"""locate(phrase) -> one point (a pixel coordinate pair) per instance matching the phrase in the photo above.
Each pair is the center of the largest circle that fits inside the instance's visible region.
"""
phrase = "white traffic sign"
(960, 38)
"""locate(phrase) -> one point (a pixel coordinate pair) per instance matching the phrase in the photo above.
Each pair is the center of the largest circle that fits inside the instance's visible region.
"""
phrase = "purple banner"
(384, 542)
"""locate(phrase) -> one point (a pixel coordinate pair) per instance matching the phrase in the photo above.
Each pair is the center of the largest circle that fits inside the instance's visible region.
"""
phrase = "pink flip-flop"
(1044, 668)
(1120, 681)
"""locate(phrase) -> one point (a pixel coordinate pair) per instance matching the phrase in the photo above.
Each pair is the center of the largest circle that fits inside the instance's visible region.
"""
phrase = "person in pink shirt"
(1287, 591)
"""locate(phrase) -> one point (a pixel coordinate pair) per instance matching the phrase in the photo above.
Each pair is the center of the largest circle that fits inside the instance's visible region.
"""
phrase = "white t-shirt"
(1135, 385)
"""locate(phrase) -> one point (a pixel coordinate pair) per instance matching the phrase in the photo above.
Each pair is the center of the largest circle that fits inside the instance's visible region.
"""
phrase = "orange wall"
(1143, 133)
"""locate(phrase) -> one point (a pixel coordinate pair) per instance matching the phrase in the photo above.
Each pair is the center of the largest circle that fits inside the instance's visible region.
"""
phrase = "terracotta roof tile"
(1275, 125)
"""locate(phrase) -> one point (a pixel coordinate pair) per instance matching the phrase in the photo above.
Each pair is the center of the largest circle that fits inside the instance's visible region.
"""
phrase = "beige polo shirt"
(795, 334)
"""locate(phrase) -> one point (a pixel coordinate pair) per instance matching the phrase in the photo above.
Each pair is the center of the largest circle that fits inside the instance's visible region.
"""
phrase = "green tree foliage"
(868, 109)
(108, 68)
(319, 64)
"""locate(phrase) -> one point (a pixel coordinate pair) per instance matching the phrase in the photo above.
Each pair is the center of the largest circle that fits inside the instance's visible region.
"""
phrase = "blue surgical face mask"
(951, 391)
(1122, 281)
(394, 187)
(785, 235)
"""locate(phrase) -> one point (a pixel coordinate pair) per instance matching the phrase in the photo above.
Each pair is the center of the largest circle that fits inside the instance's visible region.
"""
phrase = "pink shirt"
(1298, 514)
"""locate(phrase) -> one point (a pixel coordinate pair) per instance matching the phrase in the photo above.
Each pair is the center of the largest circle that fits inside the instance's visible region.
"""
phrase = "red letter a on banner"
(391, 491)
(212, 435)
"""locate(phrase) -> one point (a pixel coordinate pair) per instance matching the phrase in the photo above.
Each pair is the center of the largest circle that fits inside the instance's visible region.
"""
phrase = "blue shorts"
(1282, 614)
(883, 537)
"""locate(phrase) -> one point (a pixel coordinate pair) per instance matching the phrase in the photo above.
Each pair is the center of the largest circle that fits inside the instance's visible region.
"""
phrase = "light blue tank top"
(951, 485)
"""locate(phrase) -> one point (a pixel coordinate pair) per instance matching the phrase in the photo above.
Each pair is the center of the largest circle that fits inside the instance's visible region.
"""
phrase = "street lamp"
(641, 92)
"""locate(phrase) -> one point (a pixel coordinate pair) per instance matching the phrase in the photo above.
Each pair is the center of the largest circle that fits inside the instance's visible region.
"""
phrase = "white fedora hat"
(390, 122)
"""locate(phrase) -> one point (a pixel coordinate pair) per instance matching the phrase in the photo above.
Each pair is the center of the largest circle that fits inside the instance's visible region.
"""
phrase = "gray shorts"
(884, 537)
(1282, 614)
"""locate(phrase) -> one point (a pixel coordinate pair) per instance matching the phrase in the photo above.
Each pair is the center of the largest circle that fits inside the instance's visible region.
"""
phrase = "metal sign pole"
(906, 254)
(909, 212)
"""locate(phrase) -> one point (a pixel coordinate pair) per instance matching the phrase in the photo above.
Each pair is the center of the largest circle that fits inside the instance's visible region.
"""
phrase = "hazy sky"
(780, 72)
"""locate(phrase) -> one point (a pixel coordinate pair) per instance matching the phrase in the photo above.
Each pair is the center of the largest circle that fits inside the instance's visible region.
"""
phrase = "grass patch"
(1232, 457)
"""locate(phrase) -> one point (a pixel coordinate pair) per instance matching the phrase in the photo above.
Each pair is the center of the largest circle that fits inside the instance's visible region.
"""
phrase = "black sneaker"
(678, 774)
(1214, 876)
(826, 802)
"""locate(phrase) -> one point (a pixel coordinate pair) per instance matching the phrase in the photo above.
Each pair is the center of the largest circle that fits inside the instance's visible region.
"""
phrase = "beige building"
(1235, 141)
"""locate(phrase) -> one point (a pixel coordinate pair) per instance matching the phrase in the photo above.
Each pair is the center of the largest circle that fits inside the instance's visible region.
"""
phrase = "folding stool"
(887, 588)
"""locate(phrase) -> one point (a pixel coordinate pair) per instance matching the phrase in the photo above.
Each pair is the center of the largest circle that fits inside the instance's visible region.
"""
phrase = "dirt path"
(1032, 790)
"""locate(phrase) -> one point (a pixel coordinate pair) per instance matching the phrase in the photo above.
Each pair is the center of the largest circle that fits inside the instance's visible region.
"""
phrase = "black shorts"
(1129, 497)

○ ○ ○ ○ ○ ○ ○

### REQUIREMENT
Report every line of the rows above that contains the word "banner", copying each such line in full.

### TASK RESPONSE
phrase = "purple banner"
phrase = "red letter a on banner"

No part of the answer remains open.